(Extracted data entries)
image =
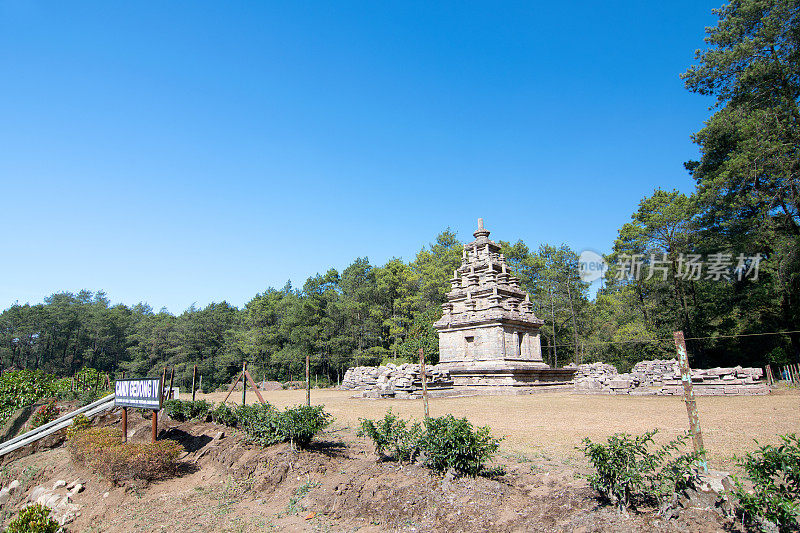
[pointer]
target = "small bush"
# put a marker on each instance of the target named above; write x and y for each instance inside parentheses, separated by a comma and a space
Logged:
(102, 450)
(450, 442)
(79, 423)
(259, 422)
(775, 474)
(46, 413)
(266, 425)
(183, 411)
(33, 519)
(224, 414)
(298, 425)
(393, 434)
(444, 443)
(626, 469)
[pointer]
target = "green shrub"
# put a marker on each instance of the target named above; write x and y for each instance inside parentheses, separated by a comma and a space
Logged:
(298, 425)
(259, 422)
(33, 519)
(626, 469)
(265, 425)
(393, 434)
(182, 411)
(19, 388)
(224, 414)
(450, 442)
(46, 413)
(444, 443)
(775, 474)
(102, 450)
(79, 423)
(175, 410)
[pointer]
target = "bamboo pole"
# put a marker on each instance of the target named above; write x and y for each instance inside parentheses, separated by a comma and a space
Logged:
(244, 383)
(424, 382)
(308, 380)
(194, 376)
(688, 396)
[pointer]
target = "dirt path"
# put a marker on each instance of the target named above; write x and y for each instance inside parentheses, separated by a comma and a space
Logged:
(337, 485)
(552, 424)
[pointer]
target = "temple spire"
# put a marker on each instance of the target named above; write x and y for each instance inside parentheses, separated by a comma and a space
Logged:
(482, 232)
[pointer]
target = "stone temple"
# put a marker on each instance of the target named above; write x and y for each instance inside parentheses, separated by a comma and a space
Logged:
(488, 334)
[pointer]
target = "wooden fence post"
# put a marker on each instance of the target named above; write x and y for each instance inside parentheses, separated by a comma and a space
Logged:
(308, 379)
(194, 376)
(688, 397)
(424, 381)
(244, 383)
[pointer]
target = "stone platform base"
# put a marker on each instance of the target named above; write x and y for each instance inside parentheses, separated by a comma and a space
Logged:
(509, 374)
(463, 392)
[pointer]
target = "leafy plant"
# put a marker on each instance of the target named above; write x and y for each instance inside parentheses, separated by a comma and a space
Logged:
(626, 468)
(19, 388)
(450, 442)
(182, 411)
(44, 414)
(79, 423)
(33, 519)
(393, 434)
(224, 414)
(266, 425)
(102, 450)
(775, 474)
(298, 425)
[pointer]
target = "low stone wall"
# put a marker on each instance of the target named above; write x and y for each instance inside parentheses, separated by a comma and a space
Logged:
(395, 381)
(663, 377)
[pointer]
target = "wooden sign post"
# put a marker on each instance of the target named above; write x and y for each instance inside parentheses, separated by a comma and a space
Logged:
(124, 424)
(144, 393)
(194, 376)
(688, 397)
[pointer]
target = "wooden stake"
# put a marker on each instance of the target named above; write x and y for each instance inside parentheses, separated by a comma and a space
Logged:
(255, 387)
(230, 390)
(688, 396)
(244, 383)
(424, 382)
(308, 379)
(194, 376)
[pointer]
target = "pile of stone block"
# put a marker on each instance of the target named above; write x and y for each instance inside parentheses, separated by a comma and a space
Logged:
(714, 381)
(663, 377)
(395, 381)
(603, 378)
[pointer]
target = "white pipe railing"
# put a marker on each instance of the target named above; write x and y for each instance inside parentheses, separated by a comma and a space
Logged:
(33, 435)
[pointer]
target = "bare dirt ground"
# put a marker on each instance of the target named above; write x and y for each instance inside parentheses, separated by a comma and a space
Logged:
(552, 424)
(229, 485)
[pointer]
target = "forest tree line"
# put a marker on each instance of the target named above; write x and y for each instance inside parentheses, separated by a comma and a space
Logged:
(746, 203)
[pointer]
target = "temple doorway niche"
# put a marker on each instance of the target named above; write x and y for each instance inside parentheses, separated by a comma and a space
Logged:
(469, 344)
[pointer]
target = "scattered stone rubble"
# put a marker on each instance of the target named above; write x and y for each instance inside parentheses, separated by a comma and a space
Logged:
(395, 381)
(663, 377)
(59, 500)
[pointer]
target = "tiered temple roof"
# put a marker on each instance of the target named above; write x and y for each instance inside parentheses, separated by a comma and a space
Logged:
(484, 290)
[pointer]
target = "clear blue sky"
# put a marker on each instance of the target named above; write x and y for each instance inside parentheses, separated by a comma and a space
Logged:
(180, 152)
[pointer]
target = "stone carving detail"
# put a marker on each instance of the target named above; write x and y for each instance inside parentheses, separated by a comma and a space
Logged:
(488, 333)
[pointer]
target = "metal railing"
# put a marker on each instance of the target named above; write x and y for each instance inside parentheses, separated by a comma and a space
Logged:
(103, 404)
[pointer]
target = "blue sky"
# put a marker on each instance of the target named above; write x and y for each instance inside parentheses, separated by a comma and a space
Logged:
(189, 152)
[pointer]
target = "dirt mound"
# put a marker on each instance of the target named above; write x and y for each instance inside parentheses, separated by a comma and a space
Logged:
(230, 484)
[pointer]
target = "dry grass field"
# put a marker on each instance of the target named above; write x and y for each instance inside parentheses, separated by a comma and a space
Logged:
(551, 424)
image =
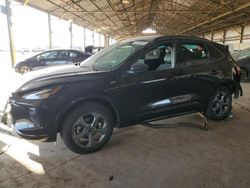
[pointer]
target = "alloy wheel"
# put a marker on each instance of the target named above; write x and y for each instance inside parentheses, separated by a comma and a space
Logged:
(89, 130)
(221, 104)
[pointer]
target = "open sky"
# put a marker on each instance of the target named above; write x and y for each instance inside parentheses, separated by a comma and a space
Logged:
(30, 29)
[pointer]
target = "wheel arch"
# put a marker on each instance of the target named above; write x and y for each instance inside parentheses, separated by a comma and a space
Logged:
(233, 86)
(101, 101)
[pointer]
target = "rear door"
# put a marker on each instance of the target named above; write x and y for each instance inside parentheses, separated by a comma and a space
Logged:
(201, 69)
(155, 92)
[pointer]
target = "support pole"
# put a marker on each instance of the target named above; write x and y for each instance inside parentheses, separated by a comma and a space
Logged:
(224, 36)
(106, 40)
(99, 40)
(242, 33)
(50, 31)
(212, 36)
(11, 40)
(93, 37)
(71, 34)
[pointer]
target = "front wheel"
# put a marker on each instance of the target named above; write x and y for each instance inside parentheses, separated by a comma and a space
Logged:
(88, 128)
(220, 104)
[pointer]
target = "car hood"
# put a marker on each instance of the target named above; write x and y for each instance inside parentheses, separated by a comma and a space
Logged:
(53, 75)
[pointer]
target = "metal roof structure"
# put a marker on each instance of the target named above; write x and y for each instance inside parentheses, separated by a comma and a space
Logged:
(127, 18)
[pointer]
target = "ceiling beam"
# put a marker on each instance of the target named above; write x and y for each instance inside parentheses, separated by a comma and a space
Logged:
(246, 5)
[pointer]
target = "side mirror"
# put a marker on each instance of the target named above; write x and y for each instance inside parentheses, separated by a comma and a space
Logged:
(138, 68)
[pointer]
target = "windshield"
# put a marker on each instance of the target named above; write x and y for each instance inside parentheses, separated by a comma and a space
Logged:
(113, 56)
(242, 53)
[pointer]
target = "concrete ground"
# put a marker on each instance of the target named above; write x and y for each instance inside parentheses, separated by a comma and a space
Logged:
(139, 157)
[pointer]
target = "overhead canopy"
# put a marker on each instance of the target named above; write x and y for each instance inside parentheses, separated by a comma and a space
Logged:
(127, 18)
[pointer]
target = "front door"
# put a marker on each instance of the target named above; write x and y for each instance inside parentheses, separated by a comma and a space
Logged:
(155, 92)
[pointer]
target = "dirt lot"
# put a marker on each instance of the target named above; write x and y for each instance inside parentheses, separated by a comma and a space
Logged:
(184, 156)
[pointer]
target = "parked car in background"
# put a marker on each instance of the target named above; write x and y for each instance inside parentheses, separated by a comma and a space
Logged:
(51, 58)
(243, 60)
(93, 49)
(133, 81)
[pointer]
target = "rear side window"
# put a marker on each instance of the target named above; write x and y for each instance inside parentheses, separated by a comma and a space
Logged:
(215, 53)
(73, 54)
(194, 53)
(243, 53)
(63, 54)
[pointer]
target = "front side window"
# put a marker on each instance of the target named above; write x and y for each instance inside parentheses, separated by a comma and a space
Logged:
(113, 56)
(63, 54)
(73, 54)
(193, 53)
(242, 54)
(48, 55)
(160, 58)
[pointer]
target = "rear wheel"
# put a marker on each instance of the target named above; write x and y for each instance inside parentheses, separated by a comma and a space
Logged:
(88, 128)
(220, 104)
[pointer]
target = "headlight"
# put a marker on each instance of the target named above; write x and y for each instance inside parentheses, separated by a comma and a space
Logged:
(42, 94)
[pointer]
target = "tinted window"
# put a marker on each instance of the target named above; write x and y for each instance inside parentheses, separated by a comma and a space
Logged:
(160, 58)
(193, 53)
(48, 55)
(113, 56)
(73, 54)
(242, 54)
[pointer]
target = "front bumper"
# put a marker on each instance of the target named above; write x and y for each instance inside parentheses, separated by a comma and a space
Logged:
(28, 122)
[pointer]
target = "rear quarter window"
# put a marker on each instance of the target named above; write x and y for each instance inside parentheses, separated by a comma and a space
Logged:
(215, 53)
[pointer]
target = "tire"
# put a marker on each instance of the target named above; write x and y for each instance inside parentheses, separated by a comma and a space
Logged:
(88, 128)
(220, 104)
(243, 75)
(24, 68)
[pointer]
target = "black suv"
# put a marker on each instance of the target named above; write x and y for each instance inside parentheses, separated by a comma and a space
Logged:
(128, 83)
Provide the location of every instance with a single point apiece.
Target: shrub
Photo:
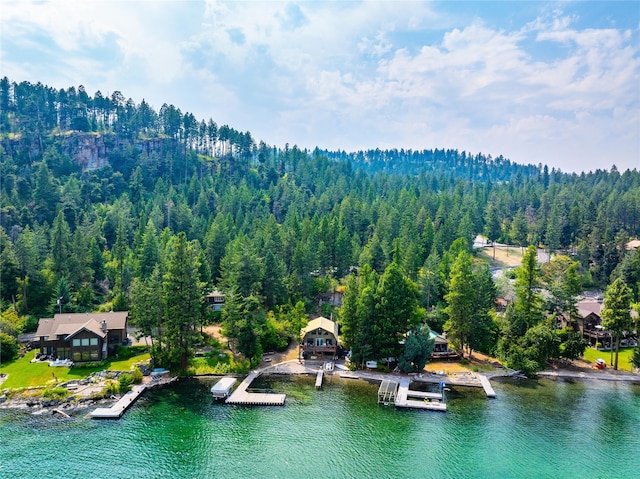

[WORK INSTRUCTIONS] Filter by the word "temple": copy every line of the data that holds it.

[EXERCISE RESPONSE]
target = "temple spire"
target = "stone temple"
target = "temple doorway niche"
target = "tiered temple roof"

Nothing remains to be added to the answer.